#### Records for the task ####
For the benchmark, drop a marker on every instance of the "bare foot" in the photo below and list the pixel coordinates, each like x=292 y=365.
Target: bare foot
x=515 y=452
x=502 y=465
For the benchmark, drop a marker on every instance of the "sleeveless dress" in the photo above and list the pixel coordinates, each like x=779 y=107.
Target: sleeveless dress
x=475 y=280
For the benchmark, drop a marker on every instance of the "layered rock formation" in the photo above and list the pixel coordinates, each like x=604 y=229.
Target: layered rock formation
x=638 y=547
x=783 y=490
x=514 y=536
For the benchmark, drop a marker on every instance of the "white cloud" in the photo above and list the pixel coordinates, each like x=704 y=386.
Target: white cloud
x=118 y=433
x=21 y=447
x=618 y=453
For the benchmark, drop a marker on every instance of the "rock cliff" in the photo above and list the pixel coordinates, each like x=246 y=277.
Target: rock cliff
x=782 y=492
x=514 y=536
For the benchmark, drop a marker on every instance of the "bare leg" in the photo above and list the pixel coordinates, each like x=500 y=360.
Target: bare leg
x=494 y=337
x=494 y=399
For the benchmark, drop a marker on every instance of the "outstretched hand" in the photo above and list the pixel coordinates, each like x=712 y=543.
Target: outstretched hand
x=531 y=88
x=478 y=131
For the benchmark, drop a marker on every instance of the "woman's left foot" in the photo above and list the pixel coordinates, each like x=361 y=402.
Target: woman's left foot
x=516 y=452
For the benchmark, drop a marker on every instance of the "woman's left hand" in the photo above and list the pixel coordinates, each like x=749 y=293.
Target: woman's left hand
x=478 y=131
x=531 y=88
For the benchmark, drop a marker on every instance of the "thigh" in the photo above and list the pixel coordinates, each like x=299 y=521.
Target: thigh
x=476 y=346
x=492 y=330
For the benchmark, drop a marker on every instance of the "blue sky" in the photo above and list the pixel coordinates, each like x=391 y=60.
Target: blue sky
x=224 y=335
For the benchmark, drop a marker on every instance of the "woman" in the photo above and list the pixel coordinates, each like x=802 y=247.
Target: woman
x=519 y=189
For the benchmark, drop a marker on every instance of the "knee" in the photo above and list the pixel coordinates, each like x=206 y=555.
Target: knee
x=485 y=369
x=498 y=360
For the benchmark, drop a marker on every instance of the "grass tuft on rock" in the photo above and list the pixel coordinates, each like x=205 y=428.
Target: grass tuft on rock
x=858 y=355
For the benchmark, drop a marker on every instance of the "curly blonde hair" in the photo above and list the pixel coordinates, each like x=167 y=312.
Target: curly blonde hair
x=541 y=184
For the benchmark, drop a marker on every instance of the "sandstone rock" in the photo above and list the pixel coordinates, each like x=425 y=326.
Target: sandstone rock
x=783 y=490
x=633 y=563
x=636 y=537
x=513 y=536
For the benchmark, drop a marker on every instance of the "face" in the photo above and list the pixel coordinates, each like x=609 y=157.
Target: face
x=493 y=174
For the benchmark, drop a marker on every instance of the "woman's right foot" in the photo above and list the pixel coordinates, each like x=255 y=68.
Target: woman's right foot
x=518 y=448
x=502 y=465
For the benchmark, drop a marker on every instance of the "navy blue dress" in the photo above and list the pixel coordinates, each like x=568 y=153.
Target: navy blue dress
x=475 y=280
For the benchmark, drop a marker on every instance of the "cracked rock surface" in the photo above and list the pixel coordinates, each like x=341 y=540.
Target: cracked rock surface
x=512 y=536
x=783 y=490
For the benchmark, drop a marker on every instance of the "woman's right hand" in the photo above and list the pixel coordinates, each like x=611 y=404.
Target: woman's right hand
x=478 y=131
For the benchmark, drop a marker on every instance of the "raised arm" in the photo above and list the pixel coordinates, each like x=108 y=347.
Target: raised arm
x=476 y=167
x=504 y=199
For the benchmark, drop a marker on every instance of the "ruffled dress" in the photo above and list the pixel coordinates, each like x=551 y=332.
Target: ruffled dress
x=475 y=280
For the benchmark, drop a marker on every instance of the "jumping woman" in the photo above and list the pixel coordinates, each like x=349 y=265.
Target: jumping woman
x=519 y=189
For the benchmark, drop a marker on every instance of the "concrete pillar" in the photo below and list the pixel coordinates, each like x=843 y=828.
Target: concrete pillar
####
Exercise objective.
Starting with the line that contains "like x=712 y=543." and going on through the line that contains "x=493 y=174", both included, rewrite only those lines of the records as a numbered list, leaving out blank lines.

Task solution.
1. For the benchmark, drop a marker on every instance of the "outstretched hand" in the photo above and list the pixel coordinates, each like x=712 y=543.
2. Target: outstretched hand
3. x=531 y=88
4. x=478 y=131
5. For the benchmark, drop a marker on every instance of the "woman's left foot" in the photo above and list the pixel coordinates, each like x=361 y=402.
6. Target: woman's left foot
7. x=516 y=452
8. For the benchmark, drop a marker on every instance of the "woman's left hand" in the photo above and list the pixel coordinates, each like x=749 y=293.
9. Target: woman's left hand
10. x=478 y=131
11. x=531 y=88
12. For the benchmark, drop a marker on every instance of the "thigh" in the photo above and list the pixel coordinates, each like x=299 y=521.
13. Target: thigh
14. x=476 y=346
15. x=492 y=330
16. For the benchmark, drop a marker on every instance of the "blue sky" in the photo above and list the pixel coordinates, each like x=391 y=60.
17. Target: blue sky
18. x=224 y=335
19. For the benchmark, drop a marker on every instance of the "woman" in the photo above and list the pixel coordinates, each like x=802 y=247.
20. Target: woman
21. x=519 y=189
22. For the benchmark, drop a marker on every instance of the "knee" in the photo above and list the pixel coordinates, each like x=206 y=555.
23. Target: knee
24. x=485 y=369
25. x=498 y=360
26. For the benchmark, drop a marker on every instance of the "grass tuft on rock" in the photo above and list the pixel coordinates, each like x=205 y=428.
27. Target: grass tuft on rock
28. x=858 y=355
29. For the benchmark, drop a marker on every instance of the "curly blonde hair" in the photo above and list the pixel coordinates, each like x=167 y=312.
30. Target: curly blonde hair
31. x=541 y=184
32. For the benchmark, drop a marker on every instance of the "sandstone rock" in the photo above and list the pixel coordinates, each like x=425 y=326.
33. Target: sandstone rock
34. x=783 y=490
35. x=633 y=563
36. x=636 y=537
37. x=513 y=536
38. For the benchmark, drop a marker on every instance of the "face" in the photo above and list the pixel coordinates, each like x=609 y=157.
39. Target: face
40. x=493 y=174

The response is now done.